• Directions for this task:
Copy out the stretch of items from the line containing "Where in this photo can the reddish" through the end of the items, both ends included, with 80 added to every x and y value in the answers.

• Given records:
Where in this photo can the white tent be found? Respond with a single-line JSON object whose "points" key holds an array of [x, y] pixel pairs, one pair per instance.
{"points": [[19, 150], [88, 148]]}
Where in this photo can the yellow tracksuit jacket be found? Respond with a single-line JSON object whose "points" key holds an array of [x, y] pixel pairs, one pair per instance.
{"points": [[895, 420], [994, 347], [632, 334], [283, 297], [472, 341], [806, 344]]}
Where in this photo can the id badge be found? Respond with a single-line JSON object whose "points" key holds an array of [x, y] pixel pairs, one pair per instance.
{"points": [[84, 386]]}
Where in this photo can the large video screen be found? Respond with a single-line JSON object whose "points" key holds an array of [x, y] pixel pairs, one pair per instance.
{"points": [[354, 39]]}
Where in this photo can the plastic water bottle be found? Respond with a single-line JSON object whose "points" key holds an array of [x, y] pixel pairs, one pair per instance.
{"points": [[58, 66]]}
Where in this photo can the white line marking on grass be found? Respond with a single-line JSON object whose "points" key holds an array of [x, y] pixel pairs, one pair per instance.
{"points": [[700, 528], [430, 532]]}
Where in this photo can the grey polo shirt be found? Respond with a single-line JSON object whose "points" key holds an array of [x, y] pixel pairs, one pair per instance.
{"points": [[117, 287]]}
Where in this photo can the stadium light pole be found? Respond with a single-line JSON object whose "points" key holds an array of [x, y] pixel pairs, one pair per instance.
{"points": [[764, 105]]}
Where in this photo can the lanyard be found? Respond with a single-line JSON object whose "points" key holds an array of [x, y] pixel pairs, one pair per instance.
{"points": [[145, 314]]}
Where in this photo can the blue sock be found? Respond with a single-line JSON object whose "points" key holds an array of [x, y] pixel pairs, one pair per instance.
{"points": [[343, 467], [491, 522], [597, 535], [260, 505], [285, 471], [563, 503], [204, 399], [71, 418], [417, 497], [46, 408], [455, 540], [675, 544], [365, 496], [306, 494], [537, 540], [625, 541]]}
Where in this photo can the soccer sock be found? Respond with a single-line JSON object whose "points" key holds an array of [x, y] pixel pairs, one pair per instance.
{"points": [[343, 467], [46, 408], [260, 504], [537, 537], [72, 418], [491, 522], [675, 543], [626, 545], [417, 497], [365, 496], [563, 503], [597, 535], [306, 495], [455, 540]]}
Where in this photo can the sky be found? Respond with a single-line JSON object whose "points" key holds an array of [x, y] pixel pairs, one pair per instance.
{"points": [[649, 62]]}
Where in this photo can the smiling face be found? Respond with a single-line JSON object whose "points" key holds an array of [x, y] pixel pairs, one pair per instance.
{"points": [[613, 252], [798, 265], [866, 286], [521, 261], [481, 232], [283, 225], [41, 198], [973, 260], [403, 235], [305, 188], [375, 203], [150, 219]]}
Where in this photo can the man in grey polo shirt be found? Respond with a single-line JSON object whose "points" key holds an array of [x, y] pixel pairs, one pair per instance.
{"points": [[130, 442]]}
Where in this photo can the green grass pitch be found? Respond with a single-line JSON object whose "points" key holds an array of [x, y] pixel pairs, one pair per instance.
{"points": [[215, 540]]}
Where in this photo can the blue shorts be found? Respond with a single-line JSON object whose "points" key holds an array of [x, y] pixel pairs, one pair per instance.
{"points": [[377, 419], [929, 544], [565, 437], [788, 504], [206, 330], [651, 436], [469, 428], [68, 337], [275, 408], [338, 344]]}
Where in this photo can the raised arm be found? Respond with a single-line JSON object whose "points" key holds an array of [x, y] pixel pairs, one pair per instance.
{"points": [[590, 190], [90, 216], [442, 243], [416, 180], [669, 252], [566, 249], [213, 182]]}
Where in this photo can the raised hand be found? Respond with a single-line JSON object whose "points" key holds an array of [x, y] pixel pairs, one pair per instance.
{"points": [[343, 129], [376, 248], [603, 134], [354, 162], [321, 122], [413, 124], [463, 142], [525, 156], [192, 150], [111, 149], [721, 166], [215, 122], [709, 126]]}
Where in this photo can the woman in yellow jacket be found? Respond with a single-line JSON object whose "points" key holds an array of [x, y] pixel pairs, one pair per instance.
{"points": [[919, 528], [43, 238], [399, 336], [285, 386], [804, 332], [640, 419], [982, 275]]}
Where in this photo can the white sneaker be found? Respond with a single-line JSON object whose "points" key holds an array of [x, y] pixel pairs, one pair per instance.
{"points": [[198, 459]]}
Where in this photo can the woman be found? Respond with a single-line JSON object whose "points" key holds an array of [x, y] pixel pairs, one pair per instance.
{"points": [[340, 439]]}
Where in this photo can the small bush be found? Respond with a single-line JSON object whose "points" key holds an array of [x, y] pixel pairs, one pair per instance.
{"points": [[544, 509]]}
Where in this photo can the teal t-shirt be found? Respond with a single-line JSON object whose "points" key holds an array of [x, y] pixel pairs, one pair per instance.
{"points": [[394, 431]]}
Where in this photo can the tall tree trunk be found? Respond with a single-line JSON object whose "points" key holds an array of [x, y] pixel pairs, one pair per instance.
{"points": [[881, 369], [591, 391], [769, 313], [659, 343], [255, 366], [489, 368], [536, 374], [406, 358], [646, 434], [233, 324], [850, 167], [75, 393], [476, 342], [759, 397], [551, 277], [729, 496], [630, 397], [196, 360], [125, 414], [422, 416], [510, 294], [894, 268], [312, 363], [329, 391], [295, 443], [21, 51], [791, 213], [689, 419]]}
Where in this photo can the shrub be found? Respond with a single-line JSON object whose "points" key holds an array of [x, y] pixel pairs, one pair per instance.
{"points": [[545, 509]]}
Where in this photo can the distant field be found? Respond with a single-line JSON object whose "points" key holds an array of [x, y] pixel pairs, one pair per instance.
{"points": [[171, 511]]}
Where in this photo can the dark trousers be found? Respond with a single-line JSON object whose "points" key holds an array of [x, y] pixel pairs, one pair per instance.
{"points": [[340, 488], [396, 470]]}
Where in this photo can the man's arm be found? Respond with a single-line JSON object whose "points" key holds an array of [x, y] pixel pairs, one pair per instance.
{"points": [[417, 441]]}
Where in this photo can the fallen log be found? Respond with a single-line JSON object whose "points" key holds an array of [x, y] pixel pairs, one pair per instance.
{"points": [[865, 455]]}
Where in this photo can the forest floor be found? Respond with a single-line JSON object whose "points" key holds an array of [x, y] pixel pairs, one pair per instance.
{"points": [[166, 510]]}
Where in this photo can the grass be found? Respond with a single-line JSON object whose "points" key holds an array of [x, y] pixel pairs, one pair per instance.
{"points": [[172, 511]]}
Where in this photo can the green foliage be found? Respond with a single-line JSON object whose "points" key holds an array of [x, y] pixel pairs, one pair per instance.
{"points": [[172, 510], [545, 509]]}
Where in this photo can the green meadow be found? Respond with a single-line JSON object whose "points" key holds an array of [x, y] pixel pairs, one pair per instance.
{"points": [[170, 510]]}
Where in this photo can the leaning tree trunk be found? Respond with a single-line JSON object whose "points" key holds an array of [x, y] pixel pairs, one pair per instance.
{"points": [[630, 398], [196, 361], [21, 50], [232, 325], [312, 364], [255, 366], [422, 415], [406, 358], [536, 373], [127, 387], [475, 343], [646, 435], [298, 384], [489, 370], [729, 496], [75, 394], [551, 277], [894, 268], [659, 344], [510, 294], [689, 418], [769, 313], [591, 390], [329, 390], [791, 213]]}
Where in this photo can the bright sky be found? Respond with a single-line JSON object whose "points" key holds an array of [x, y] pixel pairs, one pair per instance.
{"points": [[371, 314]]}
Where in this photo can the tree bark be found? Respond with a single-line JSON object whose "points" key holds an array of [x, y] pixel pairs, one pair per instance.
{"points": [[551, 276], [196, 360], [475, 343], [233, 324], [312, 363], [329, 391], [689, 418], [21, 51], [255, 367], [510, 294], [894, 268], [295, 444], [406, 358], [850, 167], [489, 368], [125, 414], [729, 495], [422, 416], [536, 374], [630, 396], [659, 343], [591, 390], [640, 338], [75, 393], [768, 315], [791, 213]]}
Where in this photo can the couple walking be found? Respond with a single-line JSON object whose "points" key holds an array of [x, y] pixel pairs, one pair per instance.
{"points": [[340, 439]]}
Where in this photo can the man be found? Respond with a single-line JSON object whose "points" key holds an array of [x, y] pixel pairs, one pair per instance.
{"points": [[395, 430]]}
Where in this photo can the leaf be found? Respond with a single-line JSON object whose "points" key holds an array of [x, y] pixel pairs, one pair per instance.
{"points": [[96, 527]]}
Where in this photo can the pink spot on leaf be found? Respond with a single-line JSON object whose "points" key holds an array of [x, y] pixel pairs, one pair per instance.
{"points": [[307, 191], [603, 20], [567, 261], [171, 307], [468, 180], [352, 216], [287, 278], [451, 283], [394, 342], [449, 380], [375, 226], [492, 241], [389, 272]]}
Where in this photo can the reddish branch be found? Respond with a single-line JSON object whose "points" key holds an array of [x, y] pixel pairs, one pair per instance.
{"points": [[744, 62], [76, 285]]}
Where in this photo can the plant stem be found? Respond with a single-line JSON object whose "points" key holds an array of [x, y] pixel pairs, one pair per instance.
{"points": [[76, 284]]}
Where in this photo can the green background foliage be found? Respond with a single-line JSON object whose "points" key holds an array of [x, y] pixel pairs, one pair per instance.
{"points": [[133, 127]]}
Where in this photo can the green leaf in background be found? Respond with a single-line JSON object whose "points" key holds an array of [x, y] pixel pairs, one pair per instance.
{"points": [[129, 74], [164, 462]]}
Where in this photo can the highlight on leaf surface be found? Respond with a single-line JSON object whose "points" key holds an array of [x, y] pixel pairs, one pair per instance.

• Solved problem:
Where in this photo can the reddish branch be found? Respond with a single-line JSON object whose "points" key holds an array of [x, y] pixel pairs, one pair per instance.
{"points": [[824, 142], [156, 365]]}
Where in this photo can the plant stem be found? Respond with a single-line JSON object whose "points" key holds an array of [x, y] pixel pairs, one pair per instance.
{"points": [[156, 364]]}
Where in this photo can the green background foliage be found? Respond with a single-line JSON object whose "points" key holds an array of [x, y] pixel pairs, one pair per instance.
{"points": [[213, 207]]}
Where in this photo can the green leaf in background be found? Respond with a single-line JSON object whose "points" key holds an array of [x, y] pixel pairs, one pair per instance.
{"points": [[209, 154], [244, 542]]}
Where in this photo can the highlight on leaf surface be found? Respond with a single-line JSON object whose "points" key holds an array of [x, y] pixel pairs, one pair per instance.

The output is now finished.